> WRITTEN PROBLEM
Give every line of the data below as a JSON list of strings, one string per line, skipping blank lines. Leave the pictures out.

> DATA IN THIS EXERCISE
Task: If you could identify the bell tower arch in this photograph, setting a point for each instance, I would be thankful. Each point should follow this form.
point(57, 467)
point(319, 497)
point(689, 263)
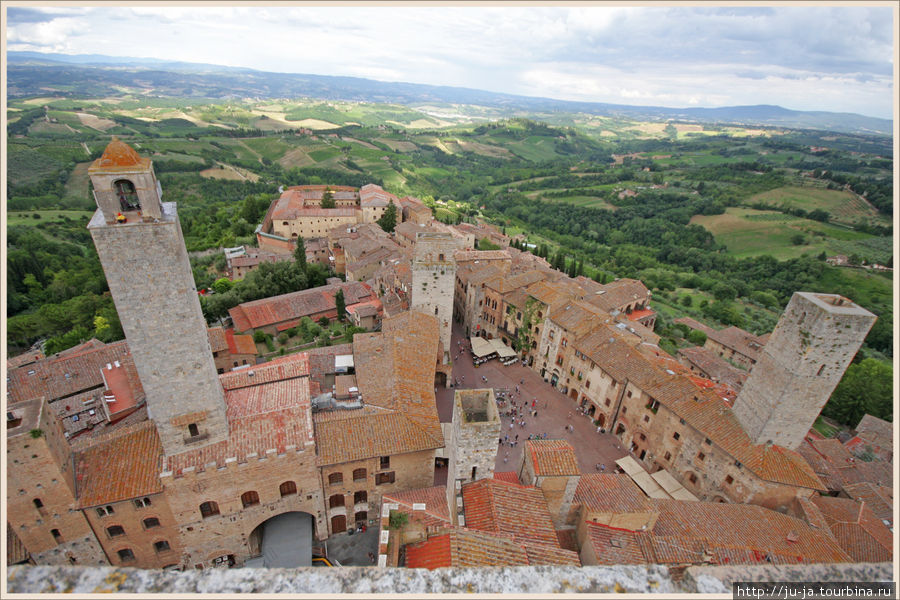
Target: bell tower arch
point(141, 248)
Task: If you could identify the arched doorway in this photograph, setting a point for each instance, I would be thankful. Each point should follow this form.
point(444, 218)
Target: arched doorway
point(283, 541)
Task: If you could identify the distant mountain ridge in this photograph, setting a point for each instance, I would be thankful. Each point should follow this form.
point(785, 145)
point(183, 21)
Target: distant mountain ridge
point(33, 73)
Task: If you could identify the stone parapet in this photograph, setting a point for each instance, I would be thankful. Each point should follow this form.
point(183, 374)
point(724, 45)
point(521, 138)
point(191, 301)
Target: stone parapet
point(25, 579)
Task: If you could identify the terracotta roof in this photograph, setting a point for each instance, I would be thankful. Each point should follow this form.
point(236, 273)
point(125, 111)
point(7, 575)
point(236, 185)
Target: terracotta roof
point(717, 368)
point(614, 546)
point(267, 411)
point(465, 548)
point(702, 408)
point(617, 294)
point(507, 476)
point(857, 529)
point(498, 507)
point(878, 498)
point(119, 156)
point(602, 492)
point(435, 514)
point(394, 374)
point(552, 457)
point(217, 342)
point(64, 374)
point(119, 468)
point(314, 301)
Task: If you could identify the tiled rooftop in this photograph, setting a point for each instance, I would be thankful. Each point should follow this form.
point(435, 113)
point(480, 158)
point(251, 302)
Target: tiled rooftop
point(121, 467)
point(394, 373)
point(498, 507)
point(552, 457)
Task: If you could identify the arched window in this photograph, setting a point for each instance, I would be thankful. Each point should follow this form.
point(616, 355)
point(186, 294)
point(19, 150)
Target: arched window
point(209, 509)
point(115, 530)
point(127, 195)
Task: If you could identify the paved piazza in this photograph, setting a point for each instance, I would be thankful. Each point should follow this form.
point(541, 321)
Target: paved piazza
point(555, 410)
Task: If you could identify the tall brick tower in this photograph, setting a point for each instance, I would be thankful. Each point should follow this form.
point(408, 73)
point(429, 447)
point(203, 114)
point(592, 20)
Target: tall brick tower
point(799, 367)
point(434, 280)
point(140, 244)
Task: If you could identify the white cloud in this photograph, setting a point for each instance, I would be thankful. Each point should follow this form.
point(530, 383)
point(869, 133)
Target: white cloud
point(822, 58)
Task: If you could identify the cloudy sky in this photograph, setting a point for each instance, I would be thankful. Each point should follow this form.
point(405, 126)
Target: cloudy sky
point(805, 58)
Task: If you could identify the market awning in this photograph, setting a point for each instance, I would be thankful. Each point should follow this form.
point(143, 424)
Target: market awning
point(502, 349)
point(481, 347)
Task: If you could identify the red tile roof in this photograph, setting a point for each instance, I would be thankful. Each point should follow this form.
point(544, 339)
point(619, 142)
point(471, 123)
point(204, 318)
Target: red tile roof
point(124, 466)
point(857, 529)
point(436, 512)
point(66, 373)
point(499, 507)
point(396, 382)
point(552, 457)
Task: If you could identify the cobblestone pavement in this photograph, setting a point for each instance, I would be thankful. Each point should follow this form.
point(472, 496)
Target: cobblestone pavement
point(554, 411)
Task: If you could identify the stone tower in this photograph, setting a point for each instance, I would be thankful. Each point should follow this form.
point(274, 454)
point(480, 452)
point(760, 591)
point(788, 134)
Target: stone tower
point(799, 367)
point(475, 430)
point(140, 244)
point(434, 280)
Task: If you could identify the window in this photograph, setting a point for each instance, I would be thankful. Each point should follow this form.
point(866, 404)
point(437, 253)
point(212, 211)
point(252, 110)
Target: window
point(288, 488)
point(125, 555)
point(115, 530)
point(382, 478)
point(127, 195)
point(209, 509)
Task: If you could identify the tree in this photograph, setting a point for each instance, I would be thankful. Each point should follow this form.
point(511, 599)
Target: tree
point(328, 198)
point(389, 219)
point(339, 304)
point(300, 253)
point(697, 337)
point(866, 388)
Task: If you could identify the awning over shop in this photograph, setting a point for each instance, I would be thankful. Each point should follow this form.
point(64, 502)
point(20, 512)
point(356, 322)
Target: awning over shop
point(502, 349)
point(481, 347)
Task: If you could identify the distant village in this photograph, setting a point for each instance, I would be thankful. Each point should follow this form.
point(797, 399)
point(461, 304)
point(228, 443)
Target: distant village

> FINISHED TASK
[
  "Task: If you could identify the bell tower arch in this photograph, setting a point for each instance, I would be thankful. Each point should follow this form.",
  "point(57, 467)",
  "point(319, 497)",
  "point(689, 263)",
  "Target: bell tower arch",
  "point(141, 248)",
  "Task: If you could identify the arched doorway in this photograph, setting a point for each instance, I would be thankful. Each point should follow this form.",
  "point(444, 218)",
  "Target: arched doorway",
  "point(283, 541)",
  "Task: If you could identify the distant mountain ridge in this photograph, setting a point for each instance, I would be thankful. Each point should follow this form.",
  "point(785, 145)",
  "point(183, 21)",
  "Target: distant mountain ridge",
  "point(33, 73)",
  "Task: If you could identify the stone parapet in this photograph, setting a point for each instance, I would be thankful. Each point should follow this form.",
  "point(183, 374)",
  "point(724, 45)",
  "point(521, 138)",
  "point(191, 301)",
  "Target: stone parapet",
  "point(25, 579)",
  "Task: If you could identify the terracotta roof in this photograph, setting a point for each instance, I would be thankful. Each point should follow this form.",
  "point(236, 273)",
  "point(125, 111)",
  "point(7, 575)",
  "point(236, 185)",
  "Target: terracotta roof",
  "point(717, 368)",
  "point(614, 546)",
  "point(267, 411)",
  "point(465, 548)",
  "point(702, 408)",
  "point(617, 294)",
  "point(507, 476)",
  "point(857, 529)",
  "point(498, 507)",
  "point(878, 498)",
  "point(119, 156)",
  "point(602, 492)",
  "point(435, 514)",
  "point(394, 374)",
  "point(552, 457)",
  "point(217, 342)",
  "point(64, 374)",
  "point(119, 468)",
  "point(314, 301)",
  "Task: If you could identify the tiled rooftop in this photograph, setting a point for each instance, I would be thankful. Each point should follow this form.",
  "point(435, 113)",
  "point(480, 158)",
  "point(251, 302)",
  "Target: tiled rooftop",
  "point(121, 467)",
  "point(394, 373)",
  "point(498, 507)",
  "point(552, 457)",
  "Task: If you could identify the arched window in this photograph, setting a point for each instance, I would be thankful. Each point should follow this form.",
  "point(616, 355)",
  "point(186, 294)",
  "point(19, 150)",
  "Target: arched window",
  "point(209, 509)",
  "point(115, 530)",
  "point(127, 195)",
  "Task: If you could identify the paved piazza in this photograph, setting a point for each instance, I would be thankful. Each point should follow this form.",
  "point(541, 321)",
  "Target: paved piazza",
  "point(555, 410)",
  "Task: If you could identify the tall brick tower in this photograph, setting a point for each instance, I would be thankful. Each point should follow this form.",
  "point(408, 73)",
  "point(429, 447)",
  "point(203, 114)",
  "point(592, 20)",
  "Target: tall brick tower",
  "point(799, 367)",
  "point(434, 280)",
  "point(140, 244)",
  "Task: If you could identify the white cloud in this photograph, setting a point for each instance, I would be thankful. Each point should follow this form.",
  "point(530, 383)",
  "point(869, 133)",
  "Target: white cloud",
  "point(822, 58)",
  "Task: If you could identify the cloudy sky in this photograph, setting a point for each instance, I would be thankful. Each point should follow this form.",
  "point(405, 126)",
  "Target: cloudy sky",
  "point(805, 58)",
  "Task: If you could identify the market awning in this photograph, setting a point for each instance, I would be thankful. Each point should follow this form.",
  "point(143, 424)",
  "Target: market awning",
  "point(502, 349)",
  "point(481, 347)",
  "Task: If you could identify the red tile roof in this photograph, setting a point for each instance, I would be thankful. Each point should follow this form.",
  "point(544, 339)",
  "point(619, 142)",
  "point(471, 123)",
  "point(204, 318)",
  "Target: red tile roof",
  "point(124, 466)",
  "point(857, 529)",
  "point(436, 512)",
  "point(66, 373)",
  "point(499, 507)",
  "point(396, 382)",
  "point(552, 457)",
  "Task: If you could identify the cobblestone pavement in this photograph, setting a point for each instance, I would be thankful. Each point should follow this form.",
  "point(472, 496)",
  "Target: cobblestone pavement",
  "point(554, 411)",
  "Task: If you could identify the stone tower in this photograph, setting a point for each instance, I would be thankful. Each point should follow this form.",
  "point(274, 454)",
  "point(480, 452)",
  "point(760, 591)",
  "point(788, 134)",
  "Target: stone tower",
  "point(799, 367)",
  "point(475, 430)",
  "point(140, 244)",
  "point(434, 280)",
  "Task: If you could identify the window in this photograph, setting a point for each instance, I would be thankful. Each point should follow this form.",
  "point(866, 404)",
  "point(437, 253)",
  "point(212, 211)",
  "point(252, 110)",
  "Target: window",
  "point(288, 488)",
  "point(125, 555)",
  "point(115, 530)",
  "point(382, 478)",
  "point(127, 195)",
  "point(209, 509)",
  "Task: If you could identify the tree in this photograph, setting a point for each instance, I would be thankful. Each point should follow this form.",
  "point(511, 599)",
  "Target: tree",
  "point(328, 198)",
  "point(389, 219)",
  "point(339, 304)",
  "point(300, 253)",
  "point(697, 337)",
  "point(866, 388)",
  "Task: If you could identify the awning over shop in this photograph, setting a point for each instance, I would be thankful. Each point should follow this form.",
  "point(64, 502)",
  "point(20, 512)",
  "point(356, 322)",
  "Target: awning over shop",
  "point(502, 349)",
  "point(481, 347)",
  "Task: If you could identify the distant village in this photograph, setting a point for each instance, I would be thankful. Each point should follow this form.",
  "point(797, 399)",
  "point(461, 304)",
  "point(228, 443)",
  "Target: distant village"
]